■ What you need to do: Skip every image and restate the data word for word.

◆ ◆ ◆

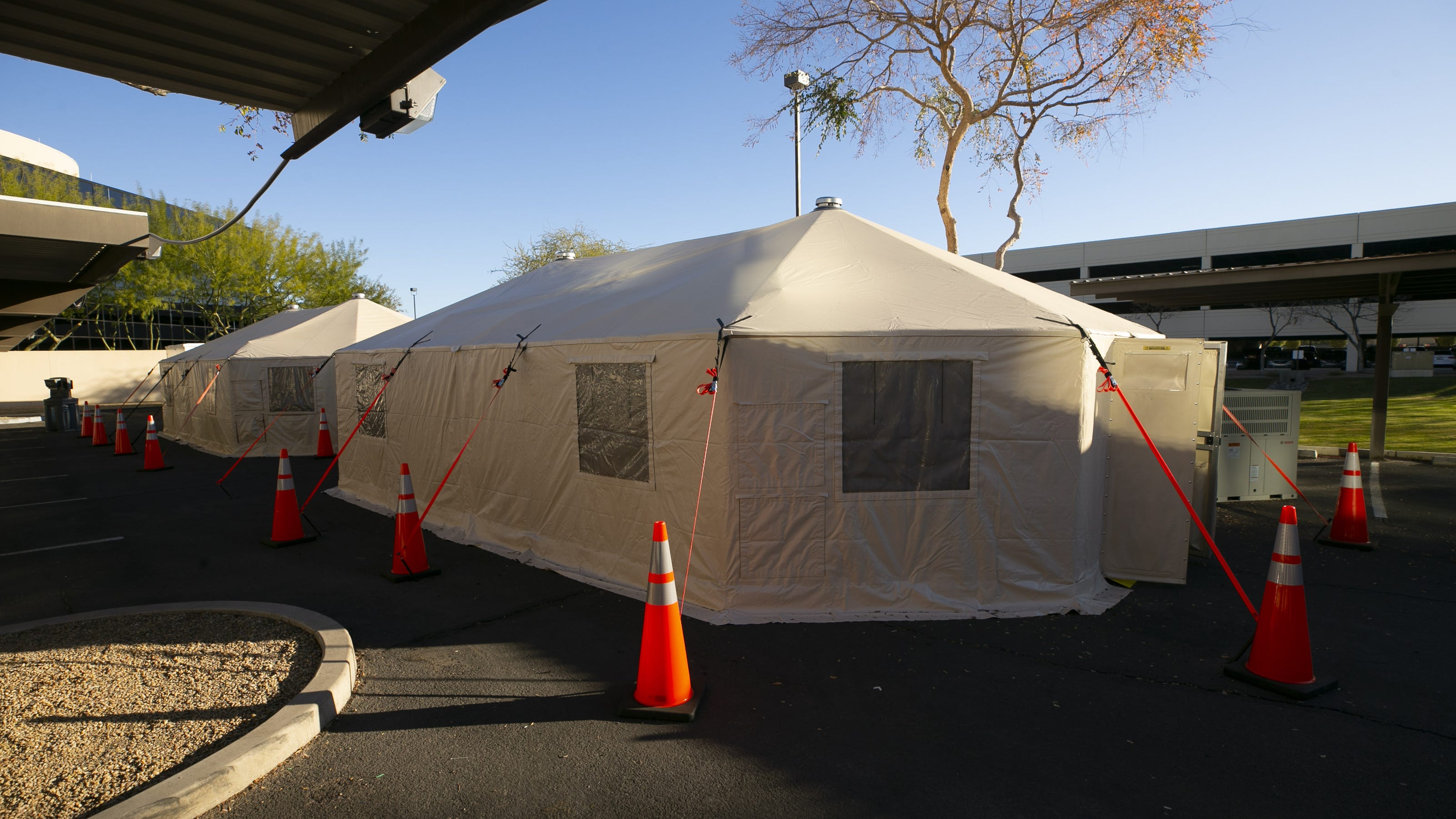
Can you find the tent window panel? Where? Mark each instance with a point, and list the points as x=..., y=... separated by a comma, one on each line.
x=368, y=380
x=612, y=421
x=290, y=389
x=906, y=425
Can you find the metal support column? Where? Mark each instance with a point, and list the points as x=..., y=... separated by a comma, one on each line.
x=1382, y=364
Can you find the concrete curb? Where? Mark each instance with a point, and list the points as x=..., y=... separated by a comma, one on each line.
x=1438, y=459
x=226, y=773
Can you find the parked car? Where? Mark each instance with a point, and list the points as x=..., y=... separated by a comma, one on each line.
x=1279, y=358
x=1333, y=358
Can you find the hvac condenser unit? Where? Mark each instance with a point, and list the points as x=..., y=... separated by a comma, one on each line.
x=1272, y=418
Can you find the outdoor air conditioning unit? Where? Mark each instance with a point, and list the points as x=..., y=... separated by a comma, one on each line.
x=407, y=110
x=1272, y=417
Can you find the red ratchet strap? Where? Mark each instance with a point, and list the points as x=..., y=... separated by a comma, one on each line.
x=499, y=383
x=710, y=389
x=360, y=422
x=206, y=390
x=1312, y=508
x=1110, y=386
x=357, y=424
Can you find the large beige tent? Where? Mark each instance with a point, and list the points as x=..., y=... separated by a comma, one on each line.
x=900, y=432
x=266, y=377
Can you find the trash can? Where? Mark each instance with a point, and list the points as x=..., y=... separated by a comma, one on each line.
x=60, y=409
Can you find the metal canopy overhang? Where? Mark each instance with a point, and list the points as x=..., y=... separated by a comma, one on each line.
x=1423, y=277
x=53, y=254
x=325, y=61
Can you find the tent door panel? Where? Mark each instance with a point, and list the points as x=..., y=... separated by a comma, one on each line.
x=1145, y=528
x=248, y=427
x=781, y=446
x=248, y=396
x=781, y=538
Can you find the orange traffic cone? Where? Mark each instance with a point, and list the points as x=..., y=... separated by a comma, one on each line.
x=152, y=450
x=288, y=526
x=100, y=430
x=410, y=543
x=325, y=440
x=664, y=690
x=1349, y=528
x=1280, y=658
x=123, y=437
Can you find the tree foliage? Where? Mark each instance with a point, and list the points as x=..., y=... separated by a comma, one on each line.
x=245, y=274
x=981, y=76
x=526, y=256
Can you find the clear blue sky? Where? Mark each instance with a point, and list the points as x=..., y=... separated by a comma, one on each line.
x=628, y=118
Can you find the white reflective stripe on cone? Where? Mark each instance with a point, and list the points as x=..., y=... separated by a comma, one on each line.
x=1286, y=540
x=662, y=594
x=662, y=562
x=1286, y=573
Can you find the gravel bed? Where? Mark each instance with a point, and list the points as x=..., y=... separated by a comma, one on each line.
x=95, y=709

◆ ◆ ◆

■ Expected answer:
Can you find the tent window panel? Where? Mark each instance with a point, and list the points as x=..., y=... separated by a comma, one on each line.
x=368, y=380
x=612, y=421
x=290, y=389
x=906, y=425
Can you find the metal support column? Where? Mark each instance with a point, and list the points as x=..., y=... separated by a comma, one on each line.
x=1382, y=364
Can you find the concrete curb? Where? Mark each instance with a point, and list the points as x=..., y=... separated by a comma, one on each line.
x=1438, y=459
x=226, y=773
Can you find the parked car? Where? Mark each instance with a point, and list the points as x=..., y=... separated by a comma, one on each line.
x=1279, y=358
x=1333, y=358
Can you find the hvac condenser unit? Where? Mark each instance with a point, and list the points as x=..., y=... separated by a comma, one on each line.
x=1272, y=418
Can you find the outdoor air conditioning unit? Where? Mark each instance with a point, and list the points as x=..., y=... separated by a comma, one on each line.
x=407, y=110
x=1272, y=417
Can you find the red ratchet strap? Where? Mark each instance with a point, and list the points as x=..., y=... separated by a comma, one on each line.
x=499, y=383
x=710, y=389
x=360, y=422
x=206, y=390
x=1312, y=508
x=1110, y=386
x=357, y=424
Can you find the large beige tent? Where? Mark each instance with a point, and list the points as x=..., y=... separated by a comma, one on each line.
x=900, y=432
x=266, y=377
Can you find the trash can? Where? Mark each instance with a point, and list the points as x=..., y=... separated by a comma, one on each line.
x=60, y=409
Can you find the metal canopy overhang? Where? Mark each instance with a point, and list the points as x=..., y=... separated by a comma, one on each line.
x=1423, y=277
x=53, y=254
x=325, y=61
Can you find the tent door panel? Where? Mark each instance with a point, and list the points as x=..., y=... separated by a comma, one on each line.
x=1145, y=528
x=248, y=427
x=781, y=446
x=248, y=396
x=781, y=538
Can you find the orange traffic cone? Where? Mark each instance with a point, and list the points as x=..., y=... separated by a comma, one on each line.
x=152, y=450
x=288, y=526
x=100, y=430
x=410, y=543
x=325, y=440
x=664, y=690
x=1349, y=528
x=1280, y=658
x=123, y=437
Can you find the tree foliage? Where? Mark each instance with a point, and list the points as x=..., y=... separated by a comma, one on each line.
x=245, y=274
x=981, y=76
x=526, y=256
Can you find the clear blue sky? Where? Mark each instance with a point, and list the points as x=..., y=... separated by a comma, one on each line.
x=628, y=118
Can you find the white reflective stripe on cone? Where? Mark each instance with a point, and list the points as x=..., y=... separated by a comma, one on each line.
x=1286, y=540
x=662, y=594
x=662, y=562
x=1286, y=573
Can you find the gravel bed? Where? Mark each instance with a point, and list the points as x=..., y=... separated by a comma, one on each line.
x=95, y=709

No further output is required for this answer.